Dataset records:
--------------------------------

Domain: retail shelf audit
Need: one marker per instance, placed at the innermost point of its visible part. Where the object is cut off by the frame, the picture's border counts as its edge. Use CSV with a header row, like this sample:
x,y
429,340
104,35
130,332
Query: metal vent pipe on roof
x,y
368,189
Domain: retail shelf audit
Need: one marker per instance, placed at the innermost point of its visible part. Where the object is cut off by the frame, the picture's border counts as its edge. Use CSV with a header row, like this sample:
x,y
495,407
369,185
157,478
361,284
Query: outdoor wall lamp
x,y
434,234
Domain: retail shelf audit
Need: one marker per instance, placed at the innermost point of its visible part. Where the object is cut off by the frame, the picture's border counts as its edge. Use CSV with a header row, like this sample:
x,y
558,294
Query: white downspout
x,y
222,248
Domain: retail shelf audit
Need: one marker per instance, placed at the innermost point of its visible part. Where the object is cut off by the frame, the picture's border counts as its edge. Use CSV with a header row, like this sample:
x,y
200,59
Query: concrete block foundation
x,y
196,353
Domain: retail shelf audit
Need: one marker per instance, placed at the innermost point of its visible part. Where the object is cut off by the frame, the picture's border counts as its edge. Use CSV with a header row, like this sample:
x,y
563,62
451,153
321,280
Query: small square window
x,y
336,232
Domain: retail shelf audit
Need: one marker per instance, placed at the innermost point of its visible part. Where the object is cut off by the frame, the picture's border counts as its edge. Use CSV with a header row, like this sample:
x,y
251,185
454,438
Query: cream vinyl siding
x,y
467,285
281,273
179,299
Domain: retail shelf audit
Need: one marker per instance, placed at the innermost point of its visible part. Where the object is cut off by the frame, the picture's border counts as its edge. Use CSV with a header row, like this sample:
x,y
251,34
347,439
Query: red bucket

--------------------------------

◆ TO BE DONE: Please list every line of the listing above that contains the string "Query". Case counts.

◆ RESULT OF THIS TASK:
Query: metal vent pipe on roof
Query: outdoor wall lamp
Query: white downspout
Query: concrete block foundation
Query: small square window
Query: cream vinyl siding
Query: red bucket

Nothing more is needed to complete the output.